** Begin Page extract **

Question

Six moles of an ideal gas are in a cylinder fitted at one end with a movable piston. The initial temperature of the gas is 27.0°C and the pressure is constant. As part of a machine design project, calculate the final temperature of the gas after it has done 2.40 x 10³ J of work.

Short answer

The final temperature of the gas is$75.1C°$ , after it has done $2.40\times {10}^{3}J$of work.

Step-by-step solution

Work done by gas on a piston

Here, the work is done by the gas on the piston, hence the work done is positive. This work at constant pressure could be expressed by the:

$W=p\left(V_2-V_1\right)$………………. (i)

$W=P∆V$…………………. (ii)

Calculate the Temperature

Given,

Moles n = 6

Initial Temperature$T_1=27C°$

To calculate temperature T , we will use the ideal gas law.

$PV=nRT$

$V=\frac{nRT}{P}$………………. (iii)

** End Page extract **

▶ _Written request 1_:
Answer these questions about the gas-piston problem, one line each.
(a) How many moles of ideal gas does the cylinder hold?
(b) How much work does the gas do on the piston?
(c) Which law does the solution use to calculate the temperature?
▶ _Written request 2_: Render this sentence from the gas-piston solution in Spanish: "Here, the work is done by the gas on the piston, hence the work done is positive."
▶ _Written request 3_: Carry on the gas-piston solution from its last step.

** Begin Data segment **

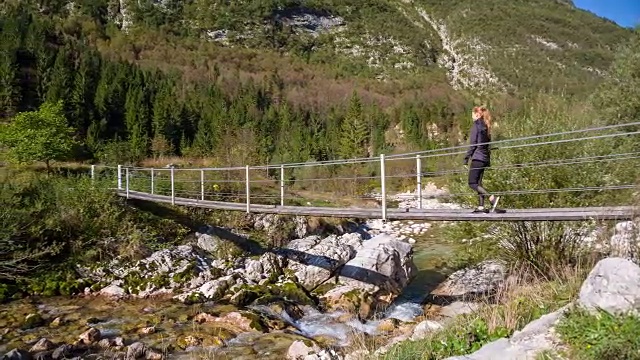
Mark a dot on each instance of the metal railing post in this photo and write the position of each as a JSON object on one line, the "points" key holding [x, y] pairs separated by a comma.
{"points": [[419, 180], [202, 184], [248, 183], [384, 188], [126, 176], [173, 187], [119, 177], [281, 185]]}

** End Data segment **

▶ _Output 1_:
(a) Six moles.
(b) 2.40 × 10³ J.
(c) The ideal gas law.

▶ _Output 2_: Aquí, el trabajo lo realiza el gas sobre el pistón; por lo tanto, el trabajo realizado es positivo.

▶ _Output 3_:
Here, P is pressure, V is volume, n is the number of moles, R is the gas constant or 8.314J/mol.K

Now from equation ii we have seen that when the in temperature and volume change the formula will become

$∆V=\frac{nR∆T}{p}$

here,$\frac{nR}{T}$is constant, hence we can substitute the value$∆V$in equation (i).

Now, equation (i) becomes:$W=p∆V$

$$\begin{gathered} W=\frac{p\times nR∆T}{p} \\ W=nR\left[T_2-T_1\right] \end{gathered}$$

now by substituting the values of n,R,$T_1$ is equation (iii), for $T_2$we get.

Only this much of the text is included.